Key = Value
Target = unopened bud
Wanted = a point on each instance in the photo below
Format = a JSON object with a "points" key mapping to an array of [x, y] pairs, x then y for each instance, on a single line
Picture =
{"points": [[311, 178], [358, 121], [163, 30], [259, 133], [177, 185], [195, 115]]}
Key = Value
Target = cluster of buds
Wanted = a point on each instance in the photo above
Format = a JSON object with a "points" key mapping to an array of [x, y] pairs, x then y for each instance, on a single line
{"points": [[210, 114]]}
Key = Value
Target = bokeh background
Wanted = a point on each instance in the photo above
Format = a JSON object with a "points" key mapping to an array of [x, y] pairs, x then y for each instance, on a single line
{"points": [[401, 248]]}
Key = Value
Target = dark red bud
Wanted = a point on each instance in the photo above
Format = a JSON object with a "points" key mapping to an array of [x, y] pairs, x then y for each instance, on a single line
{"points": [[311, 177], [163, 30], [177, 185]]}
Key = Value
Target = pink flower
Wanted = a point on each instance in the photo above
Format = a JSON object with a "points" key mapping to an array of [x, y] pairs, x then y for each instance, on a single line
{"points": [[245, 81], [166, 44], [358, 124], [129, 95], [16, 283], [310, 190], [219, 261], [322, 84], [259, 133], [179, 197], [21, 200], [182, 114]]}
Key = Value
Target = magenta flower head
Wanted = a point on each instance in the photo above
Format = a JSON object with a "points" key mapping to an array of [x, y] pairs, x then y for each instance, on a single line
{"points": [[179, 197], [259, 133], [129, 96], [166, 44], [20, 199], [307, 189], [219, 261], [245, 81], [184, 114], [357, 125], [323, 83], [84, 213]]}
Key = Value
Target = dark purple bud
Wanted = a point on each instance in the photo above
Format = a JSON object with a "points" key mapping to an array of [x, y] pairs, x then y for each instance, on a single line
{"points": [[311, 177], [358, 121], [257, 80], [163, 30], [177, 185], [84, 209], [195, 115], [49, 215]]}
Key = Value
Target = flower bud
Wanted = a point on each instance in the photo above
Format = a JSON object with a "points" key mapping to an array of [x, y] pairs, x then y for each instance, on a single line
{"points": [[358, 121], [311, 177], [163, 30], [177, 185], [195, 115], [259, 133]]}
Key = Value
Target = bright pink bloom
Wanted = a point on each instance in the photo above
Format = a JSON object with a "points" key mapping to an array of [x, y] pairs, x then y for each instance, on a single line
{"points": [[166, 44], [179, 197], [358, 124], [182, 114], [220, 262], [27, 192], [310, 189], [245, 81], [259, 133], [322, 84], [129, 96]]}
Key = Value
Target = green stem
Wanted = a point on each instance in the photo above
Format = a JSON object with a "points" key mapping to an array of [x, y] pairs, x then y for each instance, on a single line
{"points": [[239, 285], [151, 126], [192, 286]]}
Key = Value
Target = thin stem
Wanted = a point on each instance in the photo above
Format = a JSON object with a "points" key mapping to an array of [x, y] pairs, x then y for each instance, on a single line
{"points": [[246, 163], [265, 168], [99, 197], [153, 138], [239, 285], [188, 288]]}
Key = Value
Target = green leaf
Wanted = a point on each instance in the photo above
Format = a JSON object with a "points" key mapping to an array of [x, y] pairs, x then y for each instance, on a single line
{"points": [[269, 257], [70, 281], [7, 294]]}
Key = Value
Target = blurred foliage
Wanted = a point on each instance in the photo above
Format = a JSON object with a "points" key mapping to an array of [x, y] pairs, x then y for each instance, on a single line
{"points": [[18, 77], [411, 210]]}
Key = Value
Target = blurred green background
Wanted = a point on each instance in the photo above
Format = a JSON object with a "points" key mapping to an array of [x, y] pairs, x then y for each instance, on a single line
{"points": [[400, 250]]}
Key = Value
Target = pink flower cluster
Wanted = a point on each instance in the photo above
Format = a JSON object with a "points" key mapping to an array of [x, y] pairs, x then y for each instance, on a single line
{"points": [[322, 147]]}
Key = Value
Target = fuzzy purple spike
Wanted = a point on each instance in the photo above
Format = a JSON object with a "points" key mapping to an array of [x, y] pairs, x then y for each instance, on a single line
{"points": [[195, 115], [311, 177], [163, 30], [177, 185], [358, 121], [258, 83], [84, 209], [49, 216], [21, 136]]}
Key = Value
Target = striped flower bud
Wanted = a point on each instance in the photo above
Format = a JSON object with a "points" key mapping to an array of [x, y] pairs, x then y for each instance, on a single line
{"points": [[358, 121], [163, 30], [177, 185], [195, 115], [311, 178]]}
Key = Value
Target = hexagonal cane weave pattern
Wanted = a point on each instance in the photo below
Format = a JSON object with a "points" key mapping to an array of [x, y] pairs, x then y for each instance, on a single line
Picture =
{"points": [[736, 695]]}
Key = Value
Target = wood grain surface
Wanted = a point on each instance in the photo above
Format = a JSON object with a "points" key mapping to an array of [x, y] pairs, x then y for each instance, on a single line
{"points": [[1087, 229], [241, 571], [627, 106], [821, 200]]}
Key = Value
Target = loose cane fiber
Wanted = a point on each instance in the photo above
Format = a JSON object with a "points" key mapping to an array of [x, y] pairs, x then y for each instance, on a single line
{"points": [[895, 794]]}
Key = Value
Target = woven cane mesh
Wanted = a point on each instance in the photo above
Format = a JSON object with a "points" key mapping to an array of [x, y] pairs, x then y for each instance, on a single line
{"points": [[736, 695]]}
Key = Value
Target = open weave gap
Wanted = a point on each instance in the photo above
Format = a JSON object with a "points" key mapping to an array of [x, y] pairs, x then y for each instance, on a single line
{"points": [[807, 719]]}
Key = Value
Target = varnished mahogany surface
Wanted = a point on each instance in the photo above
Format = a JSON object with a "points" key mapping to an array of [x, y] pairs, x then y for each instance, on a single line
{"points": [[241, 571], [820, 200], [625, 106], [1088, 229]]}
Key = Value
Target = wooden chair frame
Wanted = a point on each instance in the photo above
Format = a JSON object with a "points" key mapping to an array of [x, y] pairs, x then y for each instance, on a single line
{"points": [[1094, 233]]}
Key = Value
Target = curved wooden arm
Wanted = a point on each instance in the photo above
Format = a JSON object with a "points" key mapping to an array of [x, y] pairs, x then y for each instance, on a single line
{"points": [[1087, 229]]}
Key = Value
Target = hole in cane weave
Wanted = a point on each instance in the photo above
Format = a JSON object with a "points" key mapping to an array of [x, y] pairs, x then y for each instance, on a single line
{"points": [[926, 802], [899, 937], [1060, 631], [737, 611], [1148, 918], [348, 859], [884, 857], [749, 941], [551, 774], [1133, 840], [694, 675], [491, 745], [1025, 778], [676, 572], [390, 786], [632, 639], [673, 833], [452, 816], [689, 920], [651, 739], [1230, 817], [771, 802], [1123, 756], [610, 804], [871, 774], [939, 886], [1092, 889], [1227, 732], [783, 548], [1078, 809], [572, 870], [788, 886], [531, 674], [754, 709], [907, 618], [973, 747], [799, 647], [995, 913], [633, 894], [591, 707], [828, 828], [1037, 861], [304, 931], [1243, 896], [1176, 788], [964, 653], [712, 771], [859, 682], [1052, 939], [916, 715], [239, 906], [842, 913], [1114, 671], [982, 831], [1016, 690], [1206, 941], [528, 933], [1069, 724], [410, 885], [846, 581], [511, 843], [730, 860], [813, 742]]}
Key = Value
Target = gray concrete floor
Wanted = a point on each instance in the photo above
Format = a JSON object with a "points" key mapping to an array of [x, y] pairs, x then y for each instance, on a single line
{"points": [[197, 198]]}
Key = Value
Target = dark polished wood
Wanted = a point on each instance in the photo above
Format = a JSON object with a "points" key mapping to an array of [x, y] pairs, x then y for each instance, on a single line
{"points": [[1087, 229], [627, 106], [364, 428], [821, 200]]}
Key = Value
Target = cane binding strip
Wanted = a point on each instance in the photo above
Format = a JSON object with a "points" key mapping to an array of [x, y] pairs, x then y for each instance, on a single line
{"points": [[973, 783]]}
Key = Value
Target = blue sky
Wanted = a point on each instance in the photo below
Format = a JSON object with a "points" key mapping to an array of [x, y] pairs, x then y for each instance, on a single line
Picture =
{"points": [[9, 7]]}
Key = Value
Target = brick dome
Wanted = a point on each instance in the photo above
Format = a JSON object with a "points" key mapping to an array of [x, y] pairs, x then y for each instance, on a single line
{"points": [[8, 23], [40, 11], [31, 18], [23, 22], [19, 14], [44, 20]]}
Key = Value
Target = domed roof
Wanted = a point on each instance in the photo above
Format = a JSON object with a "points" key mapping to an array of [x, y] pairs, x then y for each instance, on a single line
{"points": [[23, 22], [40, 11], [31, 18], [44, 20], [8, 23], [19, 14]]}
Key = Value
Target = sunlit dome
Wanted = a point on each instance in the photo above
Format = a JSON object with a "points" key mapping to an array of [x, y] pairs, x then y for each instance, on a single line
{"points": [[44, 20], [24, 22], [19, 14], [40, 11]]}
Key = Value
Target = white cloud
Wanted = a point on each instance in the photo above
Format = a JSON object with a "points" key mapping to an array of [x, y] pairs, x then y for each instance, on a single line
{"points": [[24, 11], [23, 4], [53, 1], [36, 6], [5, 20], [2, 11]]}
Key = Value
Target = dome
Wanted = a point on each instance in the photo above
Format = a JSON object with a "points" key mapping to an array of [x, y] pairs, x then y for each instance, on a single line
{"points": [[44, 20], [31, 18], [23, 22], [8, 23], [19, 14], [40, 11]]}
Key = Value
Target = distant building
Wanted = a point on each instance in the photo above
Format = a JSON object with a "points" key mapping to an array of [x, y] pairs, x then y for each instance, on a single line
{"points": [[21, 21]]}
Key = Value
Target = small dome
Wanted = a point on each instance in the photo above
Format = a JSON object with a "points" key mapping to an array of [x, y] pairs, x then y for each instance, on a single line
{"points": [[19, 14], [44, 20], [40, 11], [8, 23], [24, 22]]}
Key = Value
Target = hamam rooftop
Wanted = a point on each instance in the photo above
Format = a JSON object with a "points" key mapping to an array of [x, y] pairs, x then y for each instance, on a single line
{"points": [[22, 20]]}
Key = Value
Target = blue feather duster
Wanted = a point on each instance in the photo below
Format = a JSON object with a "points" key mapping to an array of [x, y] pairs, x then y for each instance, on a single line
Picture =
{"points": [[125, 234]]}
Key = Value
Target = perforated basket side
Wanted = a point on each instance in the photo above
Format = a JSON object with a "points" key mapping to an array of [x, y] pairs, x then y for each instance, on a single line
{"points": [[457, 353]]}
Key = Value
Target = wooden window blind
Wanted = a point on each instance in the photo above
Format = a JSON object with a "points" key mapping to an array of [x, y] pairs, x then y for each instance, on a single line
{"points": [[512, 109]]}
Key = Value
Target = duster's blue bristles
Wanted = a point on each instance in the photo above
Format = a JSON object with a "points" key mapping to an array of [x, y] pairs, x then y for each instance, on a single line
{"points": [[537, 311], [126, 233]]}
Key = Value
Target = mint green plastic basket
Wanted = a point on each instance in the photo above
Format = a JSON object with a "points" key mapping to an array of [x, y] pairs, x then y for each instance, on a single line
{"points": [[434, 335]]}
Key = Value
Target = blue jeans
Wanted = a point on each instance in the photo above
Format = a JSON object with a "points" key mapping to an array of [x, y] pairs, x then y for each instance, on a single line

**Written request:** How many lines of the records contain the string "pink"? Give only the number.

**Response below:** 3